===== Data to process =====
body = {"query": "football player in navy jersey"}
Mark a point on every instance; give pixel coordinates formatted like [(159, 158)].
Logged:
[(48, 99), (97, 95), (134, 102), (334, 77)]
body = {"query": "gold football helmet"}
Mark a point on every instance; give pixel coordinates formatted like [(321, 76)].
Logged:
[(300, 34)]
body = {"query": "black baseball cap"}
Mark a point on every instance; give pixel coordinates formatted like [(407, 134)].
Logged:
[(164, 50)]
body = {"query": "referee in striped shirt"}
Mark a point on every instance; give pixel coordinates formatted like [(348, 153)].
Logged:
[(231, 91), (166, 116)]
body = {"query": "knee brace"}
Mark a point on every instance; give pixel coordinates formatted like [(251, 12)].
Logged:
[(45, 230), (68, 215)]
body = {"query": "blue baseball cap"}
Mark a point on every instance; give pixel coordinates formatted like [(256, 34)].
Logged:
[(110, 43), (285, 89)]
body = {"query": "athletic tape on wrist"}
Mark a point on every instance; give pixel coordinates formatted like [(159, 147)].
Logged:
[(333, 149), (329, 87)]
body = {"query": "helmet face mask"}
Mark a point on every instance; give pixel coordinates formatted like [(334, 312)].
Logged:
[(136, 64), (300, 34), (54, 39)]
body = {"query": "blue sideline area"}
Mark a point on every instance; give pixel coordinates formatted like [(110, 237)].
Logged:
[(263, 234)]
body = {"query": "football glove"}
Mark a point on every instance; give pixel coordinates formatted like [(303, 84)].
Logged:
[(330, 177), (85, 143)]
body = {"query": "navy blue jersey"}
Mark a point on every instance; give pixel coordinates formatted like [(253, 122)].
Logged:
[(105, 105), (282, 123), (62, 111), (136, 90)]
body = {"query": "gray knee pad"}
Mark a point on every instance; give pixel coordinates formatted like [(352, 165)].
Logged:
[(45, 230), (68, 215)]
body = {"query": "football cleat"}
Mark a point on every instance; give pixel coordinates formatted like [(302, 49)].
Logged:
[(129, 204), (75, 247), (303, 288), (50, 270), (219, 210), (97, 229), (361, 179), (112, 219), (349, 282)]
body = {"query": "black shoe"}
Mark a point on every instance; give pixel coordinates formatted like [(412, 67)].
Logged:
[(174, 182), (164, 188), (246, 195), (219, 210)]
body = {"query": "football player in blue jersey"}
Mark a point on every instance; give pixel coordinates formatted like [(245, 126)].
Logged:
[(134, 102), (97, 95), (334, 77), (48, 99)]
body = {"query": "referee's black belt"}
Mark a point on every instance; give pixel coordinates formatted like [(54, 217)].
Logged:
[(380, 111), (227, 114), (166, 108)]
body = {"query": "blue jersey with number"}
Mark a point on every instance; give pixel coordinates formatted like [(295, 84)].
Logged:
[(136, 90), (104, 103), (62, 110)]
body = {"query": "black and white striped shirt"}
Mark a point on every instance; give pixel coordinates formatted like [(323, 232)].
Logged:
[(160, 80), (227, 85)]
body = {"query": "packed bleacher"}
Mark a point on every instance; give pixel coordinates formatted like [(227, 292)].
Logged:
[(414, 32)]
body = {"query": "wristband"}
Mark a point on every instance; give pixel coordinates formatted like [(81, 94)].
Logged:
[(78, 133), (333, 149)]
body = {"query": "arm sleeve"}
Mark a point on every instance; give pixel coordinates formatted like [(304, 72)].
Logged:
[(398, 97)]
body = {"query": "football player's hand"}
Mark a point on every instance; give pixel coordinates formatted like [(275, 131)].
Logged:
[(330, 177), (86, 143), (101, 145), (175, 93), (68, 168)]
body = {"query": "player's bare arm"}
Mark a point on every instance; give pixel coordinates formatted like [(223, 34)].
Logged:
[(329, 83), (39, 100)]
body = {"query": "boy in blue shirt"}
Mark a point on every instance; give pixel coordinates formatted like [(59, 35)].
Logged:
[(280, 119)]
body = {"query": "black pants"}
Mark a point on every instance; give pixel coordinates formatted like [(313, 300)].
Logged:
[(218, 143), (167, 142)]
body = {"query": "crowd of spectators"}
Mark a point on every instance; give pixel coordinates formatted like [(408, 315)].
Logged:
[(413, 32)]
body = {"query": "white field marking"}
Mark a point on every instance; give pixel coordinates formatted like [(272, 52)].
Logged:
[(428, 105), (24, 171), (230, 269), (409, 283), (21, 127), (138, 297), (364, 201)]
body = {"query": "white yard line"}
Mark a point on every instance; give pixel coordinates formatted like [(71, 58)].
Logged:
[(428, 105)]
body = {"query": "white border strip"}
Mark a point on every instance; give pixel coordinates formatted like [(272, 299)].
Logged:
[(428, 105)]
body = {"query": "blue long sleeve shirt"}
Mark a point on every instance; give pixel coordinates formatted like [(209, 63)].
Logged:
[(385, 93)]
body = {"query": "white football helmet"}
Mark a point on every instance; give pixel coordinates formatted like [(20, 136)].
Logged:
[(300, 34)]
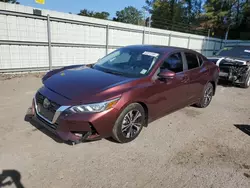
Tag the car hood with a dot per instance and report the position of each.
(82, 82)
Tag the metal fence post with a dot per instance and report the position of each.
(208, 39)
(169, 39)
(215, 42)
(188, 42)
(107, 39)
(143, 36)
(49, 42)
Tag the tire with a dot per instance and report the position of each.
(207, 96)
(246, 81)
(128, 126)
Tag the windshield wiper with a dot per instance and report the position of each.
(113, 72)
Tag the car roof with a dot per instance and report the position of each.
(159, 48)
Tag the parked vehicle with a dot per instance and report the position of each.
(234, 63)
(123, 92)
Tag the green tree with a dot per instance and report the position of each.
(180, 15)
(10, 1)
(223, 15)
(129, 15)
(100, 15)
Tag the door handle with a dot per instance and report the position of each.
(185, 79)
(205, 71)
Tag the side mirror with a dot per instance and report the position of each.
(166, 74)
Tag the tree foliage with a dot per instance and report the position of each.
(100, 15)
(129, 15)
(10, 1)
(200, 15)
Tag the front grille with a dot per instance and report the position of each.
(48, 112)
(52, 126)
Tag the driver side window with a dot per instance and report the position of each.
(173, 63)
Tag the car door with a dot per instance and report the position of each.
(170, 94)
(196, 73)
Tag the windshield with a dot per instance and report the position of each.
(240, 51)
(128, 62)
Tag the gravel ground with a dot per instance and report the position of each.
(189, 148)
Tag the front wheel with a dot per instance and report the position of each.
(129, 124)
(246, 82)
(207, 96)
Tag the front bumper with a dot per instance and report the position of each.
(78, 127)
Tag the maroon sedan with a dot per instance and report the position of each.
(123, 92)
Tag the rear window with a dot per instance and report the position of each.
(238, 51)
(192, 60)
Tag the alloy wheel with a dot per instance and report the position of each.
(132, 123)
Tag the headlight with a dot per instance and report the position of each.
(96, 107)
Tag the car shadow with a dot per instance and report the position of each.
(13, 175)
(244, 128)
(225, 83)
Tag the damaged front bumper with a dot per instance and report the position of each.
(76, 128)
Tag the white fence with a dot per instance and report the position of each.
(52, 39)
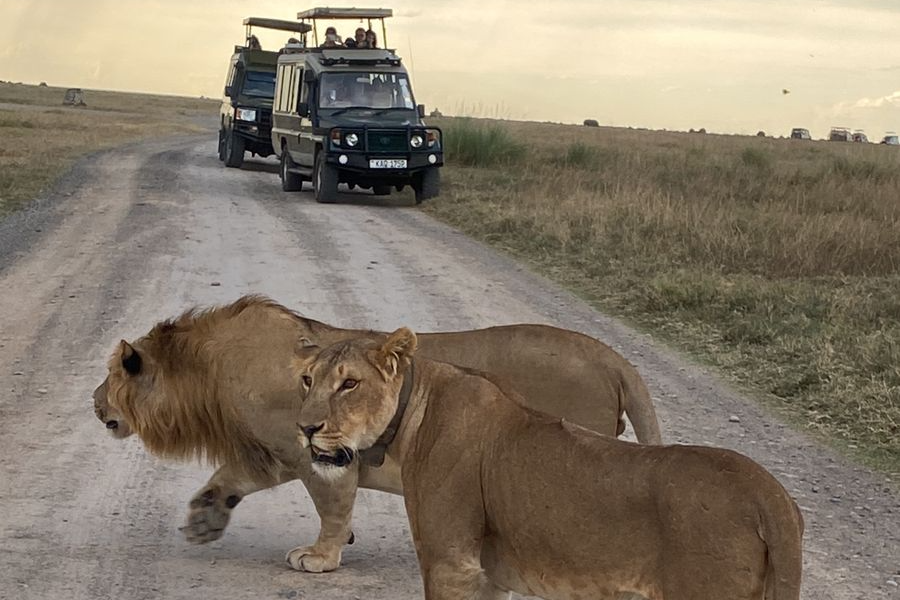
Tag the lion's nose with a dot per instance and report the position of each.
(310, 430)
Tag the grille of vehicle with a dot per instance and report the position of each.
(265, 119)
(387, 141)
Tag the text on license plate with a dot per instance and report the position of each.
(387, 163)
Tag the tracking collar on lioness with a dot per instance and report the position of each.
(374, 455)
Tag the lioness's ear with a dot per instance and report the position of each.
(397, 351)
(304, 353)
(131, 360)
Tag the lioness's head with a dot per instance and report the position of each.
(124, 367)
(349, 396)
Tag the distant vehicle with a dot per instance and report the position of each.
(840, 134)
(245, 116)
(348, 115)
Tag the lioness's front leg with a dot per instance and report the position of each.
(334, 501)
(210, 508)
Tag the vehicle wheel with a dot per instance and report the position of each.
(325, 184)
(290, 182)
(427, 184)
(222, 144)
(234, 150)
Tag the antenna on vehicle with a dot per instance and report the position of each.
(412, 63)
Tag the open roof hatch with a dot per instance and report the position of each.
(357, 14)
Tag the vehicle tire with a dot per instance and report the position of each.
(325, 181)
(290, 182)
(222, 145)
(427, 184)
(234, 150)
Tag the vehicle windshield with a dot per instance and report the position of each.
(260, 84)
(365, 90)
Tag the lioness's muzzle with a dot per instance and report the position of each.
(341, 458)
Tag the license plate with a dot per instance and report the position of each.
(387, 163)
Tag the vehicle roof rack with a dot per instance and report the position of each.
(327, 12)
(330, 12)
(377, 56)
(278, 24)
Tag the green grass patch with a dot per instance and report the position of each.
(476, 144)
(778, 263)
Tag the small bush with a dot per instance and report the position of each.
(756, 158)
(582, 156)
(481, 145)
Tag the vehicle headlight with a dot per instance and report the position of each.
(245, 114)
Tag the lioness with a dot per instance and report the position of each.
(217, 384)
(503, 498)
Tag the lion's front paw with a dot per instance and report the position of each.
(209, 512)
(313, 560)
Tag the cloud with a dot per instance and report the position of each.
(889, 100)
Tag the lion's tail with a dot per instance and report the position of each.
(635, 399)
(784, 544)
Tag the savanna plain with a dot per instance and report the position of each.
(774, 263)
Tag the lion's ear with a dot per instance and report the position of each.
(397, 351)
(131, 360)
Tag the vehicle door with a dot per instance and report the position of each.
(305, 85)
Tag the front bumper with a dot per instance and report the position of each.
(358, 162)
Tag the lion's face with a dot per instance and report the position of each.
(127, 393)
(112, 418)
(348, 397)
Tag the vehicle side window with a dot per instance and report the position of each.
(295, 88)
(229, 79)
(279, 105)
(285, 90)
(304, 91)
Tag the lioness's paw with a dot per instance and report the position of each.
(208, 515)
(313, 560)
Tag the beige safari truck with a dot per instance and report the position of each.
(345, 114)
(245, 116)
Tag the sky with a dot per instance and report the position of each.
(723, 65)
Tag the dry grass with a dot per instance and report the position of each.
(777, 260)
(40, 138)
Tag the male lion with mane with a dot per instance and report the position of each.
(217, 384)
(502, 498)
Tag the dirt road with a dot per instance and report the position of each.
(142, 233)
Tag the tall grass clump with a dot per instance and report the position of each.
(473, 144)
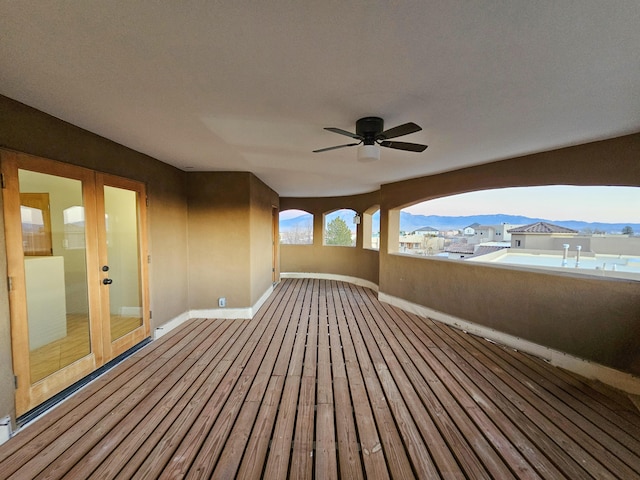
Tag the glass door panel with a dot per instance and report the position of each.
(123, 257)
(55, 266)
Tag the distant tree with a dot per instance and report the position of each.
(338, 233)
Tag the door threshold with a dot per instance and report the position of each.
(57, 399)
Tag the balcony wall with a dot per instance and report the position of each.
(594, 319)
(355, 261)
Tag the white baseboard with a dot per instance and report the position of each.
(225, 313)
(610, 376)
(331, 276)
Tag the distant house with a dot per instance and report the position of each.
(426, 231)
(471, 229)
(460, 250)
(540, 236)
(491, 233)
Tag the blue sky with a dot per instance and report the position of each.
(557, 202)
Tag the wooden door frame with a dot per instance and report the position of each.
(124, 343)
(275, 238)
(29, 395)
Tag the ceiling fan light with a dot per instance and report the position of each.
(368, 153)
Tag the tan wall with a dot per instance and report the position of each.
(317, 258)
(28, 130)
(219, 239)
(262, 201)
(596, 319)
(230, 239)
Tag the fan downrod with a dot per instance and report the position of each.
(369, 128)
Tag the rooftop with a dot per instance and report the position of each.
(542, 227)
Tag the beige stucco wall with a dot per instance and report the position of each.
(219, 239)
(230, 239)
(355, 261)
(262, 202)
(596, 319)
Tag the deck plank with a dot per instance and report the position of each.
(327, 382)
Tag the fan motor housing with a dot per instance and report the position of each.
(369, 128)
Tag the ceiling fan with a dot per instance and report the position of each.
(370, 133)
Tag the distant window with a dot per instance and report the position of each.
(296, 227)
(371, 228)
(340, 228)
(600, 225)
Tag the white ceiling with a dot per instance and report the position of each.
(246, 85)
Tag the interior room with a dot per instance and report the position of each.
(148, 153)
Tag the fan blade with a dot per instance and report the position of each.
(410, 147)
(343, 132)
(400, 130)
(337, 146)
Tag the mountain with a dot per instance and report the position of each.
(410, 222)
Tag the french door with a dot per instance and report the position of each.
(77, 266)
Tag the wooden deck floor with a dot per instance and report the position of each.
(327, 382)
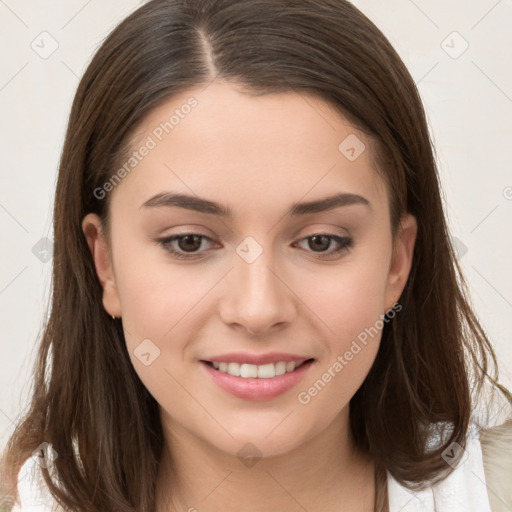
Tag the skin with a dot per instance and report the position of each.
(258, 155)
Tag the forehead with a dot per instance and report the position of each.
(259, 150)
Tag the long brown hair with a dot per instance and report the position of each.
(88, 401)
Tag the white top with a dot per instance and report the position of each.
(464, 490)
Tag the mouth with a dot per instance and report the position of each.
(262, 371)
(257, 382)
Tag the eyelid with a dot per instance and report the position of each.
(345, 243)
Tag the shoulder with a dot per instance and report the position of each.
(478, 480)
(496, 443)
(33, 493)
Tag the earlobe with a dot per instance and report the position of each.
(402, 257)
(93, 231)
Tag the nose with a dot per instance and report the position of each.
(256, 296)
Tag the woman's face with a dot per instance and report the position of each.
(262, 281)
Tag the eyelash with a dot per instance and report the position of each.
(345, 244)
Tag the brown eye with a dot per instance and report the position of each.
(184, 246)
(320, 243)
(189, 242)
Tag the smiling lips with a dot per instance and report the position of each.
(257, 377)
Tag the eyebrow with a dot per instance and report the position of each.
(198, 204)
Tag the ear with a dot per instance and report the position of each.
(401, 260)
(93, 231)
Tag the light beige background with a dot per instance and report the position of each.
(467, 94)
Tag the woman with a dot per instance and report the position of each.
(256, 305)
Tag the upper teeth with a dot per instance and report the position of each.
(263, 371)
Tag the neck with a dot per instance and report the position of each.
(321, 474)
=====
**Exercise description:** Where the string "player" occurs in the data, return the whole line.

**Written reply:**
body = {"query": "football player in navy jersey"}
body = {"query": "football player in blue jersey"}
body = {"query": "football player's hand"}
body = {"query": "player's bare arm"}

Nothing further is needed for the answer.